* _Task brief_
Rewrite all of the rows below, putting "Place a mark" wherever "Put a dot" appears and changing nothing else.

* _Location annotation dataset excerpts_
————————

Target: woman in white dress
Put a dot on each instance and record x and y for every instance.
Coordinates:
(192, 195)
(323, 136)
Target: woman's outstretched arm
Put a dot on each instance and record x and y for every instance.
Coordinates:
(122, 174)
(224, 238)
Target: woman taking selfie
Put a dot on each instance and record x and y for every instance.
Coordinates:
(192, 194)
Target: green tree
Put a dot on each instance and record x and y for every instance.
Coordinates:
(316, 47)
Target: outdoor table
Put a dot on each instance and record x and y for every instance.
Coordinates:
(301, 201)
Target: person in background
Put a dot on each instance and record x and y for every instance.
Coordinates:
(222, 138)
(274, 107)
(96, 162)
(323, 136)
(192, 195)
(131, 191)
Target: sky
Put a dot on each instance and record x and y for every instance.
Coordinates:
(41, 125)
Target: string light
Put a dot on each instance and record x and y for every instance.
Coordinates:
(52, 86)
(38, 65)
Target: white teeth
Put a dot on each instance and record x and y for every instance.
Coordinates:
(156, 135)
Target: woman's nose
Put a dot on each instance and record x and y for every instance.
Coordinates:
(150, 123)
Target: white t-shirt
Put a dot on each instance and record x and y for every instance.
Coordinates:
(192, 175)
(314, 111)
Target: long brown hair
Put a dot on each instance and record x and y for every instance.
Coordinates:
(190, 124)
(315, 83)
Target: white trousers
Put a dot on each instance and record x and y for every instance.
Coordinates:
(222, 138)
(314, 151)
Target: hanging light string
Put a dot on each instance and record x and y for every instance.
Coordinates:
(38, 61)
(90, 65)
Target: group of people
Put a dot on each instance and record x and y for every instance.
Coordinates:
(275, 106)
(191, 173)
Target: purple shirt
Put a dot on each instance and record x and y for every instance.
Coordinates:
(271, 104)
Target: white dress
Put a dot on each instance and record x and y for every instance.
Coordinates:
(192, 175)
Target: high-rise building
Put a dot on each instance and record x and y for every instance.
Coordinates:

————————

* _Correct output_
Target: woman in white dress
Place a mark on each instance and record x and y for every instance.
Coordinates:
(192, 195)
(323, 136)
Target: woman's outstretched arm
Place a mark on each instance and record x and y for every instance.
Coordinates:
(122, 174)
(224, 238)
Target: woman taking selfie
Place a mark on each instance and record x and y for every instance.
Coordinates:
(192, 194)
Target: green tree
Place a mark on each instance and record x and y for every instance.
Coordinates:
(316, 47)
Target: outdoor table
Place a mark on each instance and record x and y for every instance.
Coordinates:
(301, 201)
Target: person in background
Place a mark on each instance and record x and y for every instance.
Coordinates:
(222, 138)
(274, 107)
(96, 162)
(323, 136)
(192, 195)
(131, 191)
Target: sky
Place a mark on each instance and record x and y for every instance.
Coordinates:
(41, 125)
Target: string light
Place a mark on each instance and record x and y for every instance.
Coordinates:
(52, 86)
(38, 65)
Target: white teeth
Place a mark on each instance and record x and y for every instance.
Coordinates:
(156, 135)
Target: woman's nose
Place a mark on each instance and record x and y for every instance.
Coordinates:
(150, 123)
Target: white t-shirt
Place a mark on each instance and record x and y for every instance.
Coordinates:
(192, 175)
(314, 111)
Target: long brown hair
Place a mark on each instance and record x and y for every instance.
Coordinates:
(190, 124)
(315, 83)
Target: white trousers
Place a mark on each instance and record x and y for every instance.
Coordinates:
(222, 138)
(314, 151)
Target: hanging light string
Place a mark on each instance and record x and y for every instance.
Coordinates:
(38, 61)
(90, 65)
Target: group of people
Place a mark on each instance and record x and y for every instance.
Coordinates:
(275, 106)
(191, 173)
Target: purple shirt
Place a mark on each instance and record x and y for every instance.
Coordinates:
(271, 104)
Target: white dress
Place a mark on each instance and record x and y for every instance.
Coordinates:
(192, 175)
Target: high-rise building
Place a mark on each instance and record x and y for every instance.
Coordinates:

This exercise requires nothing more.